EXERCISE REQUIREMENTS >> Give a verbatim quotation of every record.
****
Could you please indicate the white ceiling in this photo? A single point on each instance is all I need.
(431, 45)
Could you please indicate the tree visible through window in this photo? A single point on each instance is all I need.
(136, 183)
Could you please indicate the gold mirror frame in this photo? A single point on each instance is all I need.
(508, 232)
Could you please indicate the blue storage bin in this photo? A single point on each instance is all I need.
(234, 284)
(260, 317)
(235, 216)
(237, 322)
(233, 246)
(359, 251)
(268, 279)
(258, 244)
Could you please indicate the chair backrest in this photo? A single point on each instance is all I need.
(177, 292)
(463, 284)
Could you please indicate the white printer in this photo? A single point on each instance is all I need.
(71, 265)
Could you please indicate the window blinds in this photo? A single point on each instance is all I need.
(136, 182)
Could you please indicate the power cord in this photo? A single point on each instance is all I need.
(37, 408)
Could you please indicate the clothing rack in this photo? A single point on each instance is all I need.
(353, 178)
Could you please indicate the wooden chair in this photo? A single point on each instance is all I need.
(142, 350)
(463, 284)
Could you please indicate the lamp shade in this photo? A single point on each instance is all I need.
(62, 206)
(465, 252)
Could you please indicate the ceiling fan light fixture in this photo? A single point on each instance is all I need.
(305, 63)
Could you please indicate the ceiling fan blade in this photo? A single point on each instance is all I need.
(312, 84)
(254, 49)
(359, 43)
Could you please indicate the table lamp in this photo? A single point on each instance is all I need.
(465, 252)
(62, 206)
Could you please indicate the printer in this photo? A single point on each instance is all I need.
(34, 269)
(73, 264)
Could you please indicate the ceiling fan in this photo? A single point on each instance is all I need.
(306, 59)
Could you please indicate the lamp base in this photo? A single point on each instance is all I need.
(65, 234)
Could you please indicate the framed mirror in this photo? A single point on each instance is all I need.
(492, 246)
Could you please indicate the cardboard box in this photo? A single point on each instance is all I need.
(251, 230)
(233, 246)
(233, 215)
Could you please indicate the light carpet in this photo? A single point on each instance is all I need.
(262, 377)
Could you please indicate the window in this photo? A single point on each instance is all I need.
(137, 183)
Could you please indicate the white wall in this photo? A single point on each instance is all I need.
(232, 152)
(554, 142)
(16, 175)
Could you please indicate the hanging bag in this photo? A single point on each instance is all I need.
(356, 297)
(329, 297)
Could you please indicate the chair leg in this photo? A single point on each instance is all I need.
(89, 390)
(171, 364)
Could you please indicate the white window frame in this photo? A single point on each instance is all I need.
****
EXERCISE RESPONSE >>
Could you please indicate the white ceiling in this photo? A single point on each instance is all I need.
(431, 45)
Could you please indicate the tree visible through window in this photo? A single point on each instance is all I need.
(136, 183)
Could you please indicate the gold mirror frame in this photo? A single point on each instance is all I need.
(508, 232)
Could you please indicate the blue storage bin in this photo? A single point on each instance is all I need.
(234, 284)
(260, 317)
(235, 216)
(237, 322)
(233, 246)
(359, 251)
(268, 279)
(258, 244)
Could you please indicate the chair backrest in this photo? A single point on each instance is all I need.
(177, 292)
(463, 284)
Could you please indicate the white printer in this photo? A single point on each instance is all I need.
(71, 265)
Could you please indicate the window blinds in this photo? A single point on each instance is all I need.
(136, 182)
Could you please indicate the power cord in this photo? A single point on each instance is all I need.
(37, 408)
Could you please indicate the clothing rack in this photo? A single point on each instance is all I need.
(353, 178)
Could you please indicate the wooden chair in this photo? A single point on each instance is all I need.
(142, 350)
(463, 284)
Could you please indicate the lamp shade in this photo? A single point on each instance is all I need.
(62, 206)
(465, 252)
Could you please indicate the ceiling fan light fixture in this photo? A single point on each instance is all I need.
(305, 63)
Could you please indicate the ceiling fan blade in this photo? A single point on each instance is all I need.
(312, 84)
(254, 49)
(359, 43)
Could you please indicate the table lamp in this photo? A single point on each instance is all I need.
(465, 252)
(62, 206)
Could you please indicate the printer in this photo? A single point on each instance is all I need.
(34, 269)
(73, 264)
Could you please indicate the ceiling fan in this photo? A single point on each instance is all I need.
(306, 59)
Could you please indicate the lamp base in this photo? A single point on each instance is all I need.
(65, 234)
Could you please indicate the framed mirror in this photo? A single point on each instance is all I need.
(492, 246)
Could you please indicate the cardboard box in this photo? A single point on each instance is all I need.
(251, 230)
(233, 246)
(233, 215)
Could you please indicate the light carpet in this photo? A single point on each instance is all I need.
(262, 377)
Could you please indicate the window in this photo? A single point on each instance is all I need.
(137, 183)
Could you please indicate the white wall in this photo? A single point on each instance is all I need.
(232, 152)
(554, 142)
(16, 175)
Could you please indicate the hanging bag in this photo? A single point on each instance is all I need.
(356, 297)
(329, 297)
Could you please indicate the chair leg in this photo? A single point on each instance is all I need.
(89, 390)
(171, 364)
Could you please indicate the white window frame in this photo? A single point on each instance is all I need.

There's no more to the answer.